== What to work on ==
Return every line of the data that contains the string "positive".

= = = = = = =

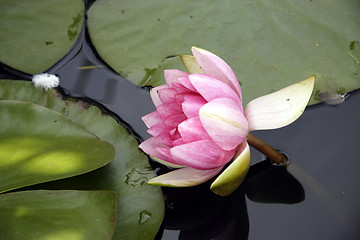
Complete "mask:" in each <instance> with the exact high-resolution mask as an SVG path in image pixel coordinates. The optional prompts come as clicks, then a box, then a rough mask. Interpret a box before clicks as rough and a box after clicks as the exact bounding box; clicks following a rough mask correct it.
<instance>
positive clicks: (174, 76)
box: [164, 69, 189, 86]
mask: <svg viewBox="0 0 360 240" xmlns="http://www.w3.org/2000/svg"><path fill="white" fill-rule="evenodd" d="M188 75H189V73H187V72H183V71H180V70H176V69H167V70H165V71H164V76H165V81H166V83H167V84H168V85H169V86H172V85H173V83H179V80H178V78H182V77H187V76H188Z"/></svg>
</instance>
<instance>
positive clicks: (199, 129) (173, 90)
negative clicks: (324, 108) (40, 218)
mask: <svg viewBox="0 0 360 240" xmlns="http://www.w3.org/2000/svg"><path fill="white" fill-rule="evenodd" d="M191 50H192V53H193V56H182V61H183V63H184V65H185V67H186V68H187V69H188V71H189V73H187V72H183V71H179V70H165V72H164V75H165V80H166V84H165V85H161V86H158V87H155V88H153V89H152V90H151V91H150V94H151V98H152V100H153V102H154V104H155V106H156V111H154V112H152V113H150V114H148V115H146V116H144V117H143V118H142V119H143V121H144V122H145V124H146V126H147V127H148V128H149V129H148V132H149V133H150V134H151V135H152V136H153V137H151V138H150V139H148V140H146V141H144V142H143V143H141V144H140V146H139V147H140V148H141V149H142V150H143V151H144V152H146V153H148V154H149V155H151V156H152V157H153V158H154V159H155V160H157V161H159V162H161V163H163V164H165V165H168V166H171V167H176V168H179V169H177V170H174V171H172V172H169V173H167V174H164V175H161V176H158V177H155V178H153V179H151V180H149V183H150V184H154V185H162V186H174V187H185V186H194V185H198V184H200V183H203V182H205V181H207V180H209V179H210V178H212V177H214V176H215V175H217V174H218V173H219V172H220V171H221V170H222V169H223V167H224V166H225V165H226V164H227V163H229V162H230V161H231V160H233V162H232V163H231V164H230V165H229V166H228V167H227V168H226V169H225V170H224V171H223V172H222V173H221V174H220V175H219V176H218V177H217V179H216V180H215V181H214V183H213V184H212V186H211V189H212V190H213V191H214V192H216V193H218V194H220V195H228V194H230V193H231V192H232V191H233V190H234V189H236V187H238V186H239V185H240V183H241V182H242V181H243V179H244V177H245V175H246V173H247V170H248V168H249V165H250V149H249V146H248V143H247V141H246V138H247V135H248V133H249V132H250V131H253V130H262V129H275V128H280V127H283V126H286V125H288V124H290V123H292V122H293V121H295V120H296V119H297V118H298V117H299V116H300V115H301V114H302V112H303V111H304V109H305V107H306V105H307V103H308V101H309V99H310V97H311V93H312V90H313V87H314V80H315V78H314V77H310V78H308V79H306V80H304V81H301V82H299V83H296V84H293V85H291V86H289V87H286V88H284V89H281V90H279V91H277V92H275V93H272V94H269V95H266V96H263V97H260V98H257V99H255V100H253V101H251V102H250V103H249V104H248V105H247V106H246V107H245V109H244V108H243V106H242V95H241V88H240V85H239V82H238V80H237V78H236V76H235V74H234V72H233V71H232V69H231V68H230V67H229V66H228V64H227V63H226V62H225V61H223V60H222V59H221V58H219V57H218V56H216V55H214V54H213V53H210V52H208V51H206V50H203V49H200V48H196V47H192V49H191Z"/></svg>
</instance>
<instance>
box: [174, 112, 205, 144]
mask: <svg viewBox="0 0 360 240" xmlns="http://www.w3.org/2000/svg"><path fill="white" fill-rule="evenodd" d="M178 130H179V132H180V134H181V137H182V139H183V141H184V142H186V143H189V142H195V141H199V140H205V139H210V136H209V134H208V133H207V132H206V131H205V129H204V127H203V125H202V123H201V121H200V118H199V117H196V118H190V119H187V120H186V121H184V122H182V123H181V124H180V125H179V126H178Z"/></svg>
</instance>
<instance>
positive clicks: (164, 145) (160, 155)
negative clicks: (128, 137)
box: [139, 137, 173, 162]
mask: <svg viewBox="0 0 360 240" xmlns="http://www.w3.org/2000/svg"><path fill="white" fill-rule="evenodd" d="M139 148H140V149H141V150H143V151H144V152H146V153H147V154H149V155H150V156H153V157H156V158H159V159H161V160H163V161H166V162H172V161H173V160H172V159H171V158H169V157H166V156H165V155H163V154H161V153H159V152H158V151H157V150H156V148H169V147H167V146H166V145H164V144H162V143H159V142H158V141H156V139H155V138H154V137H152V138H149V139H147V140H145V141H144V142H142V143H141V144H140V145H139Z"/></svg>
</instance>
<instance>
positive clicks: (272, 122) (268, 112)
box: [245, 75, 315, 131]
mask: <svg viewBox="0 0 360 240" xmlns="http://www.w3.org/2000/svg"><path fill="white" fill-rule="evenodd" d="M314 85H315V75H313V76H311V77H309V78H307V79H305V80H303V81H300V82H298V83H295V84H292V85H290V86H288V87H285V88H283V89H281V90H279V91H276V92H274V93H271V94H268V95H265V96H262V97H259V98H256V99H254V100H252V101H251V102H250V103H249V104H248V105H247V106H246V107H245V116H246V118H247V120H248V123H249V131H254V130H266V129H276V128H280V127H284V126H287V125H289V124H291V123H292V122H294V121H295V120H296V119H298V118H299V117H300V116H301V114H302V113H303V112H304V110H305V108H306V106H307V104H308V102H309V100H310V98H311V95H312V92H313V89H314Z"/></svg>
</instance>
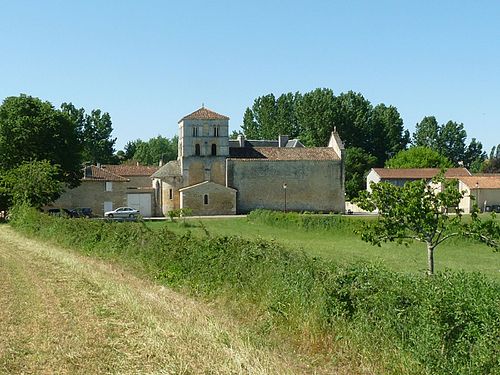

= = = = = = =

== Result of this task ==
positive clicks: (174, 76)
positive clicks: (199, 129) (173, 90)
positive clicks: (164, 145) (160, 155)
positive clicks: (272, 122) (268, 112)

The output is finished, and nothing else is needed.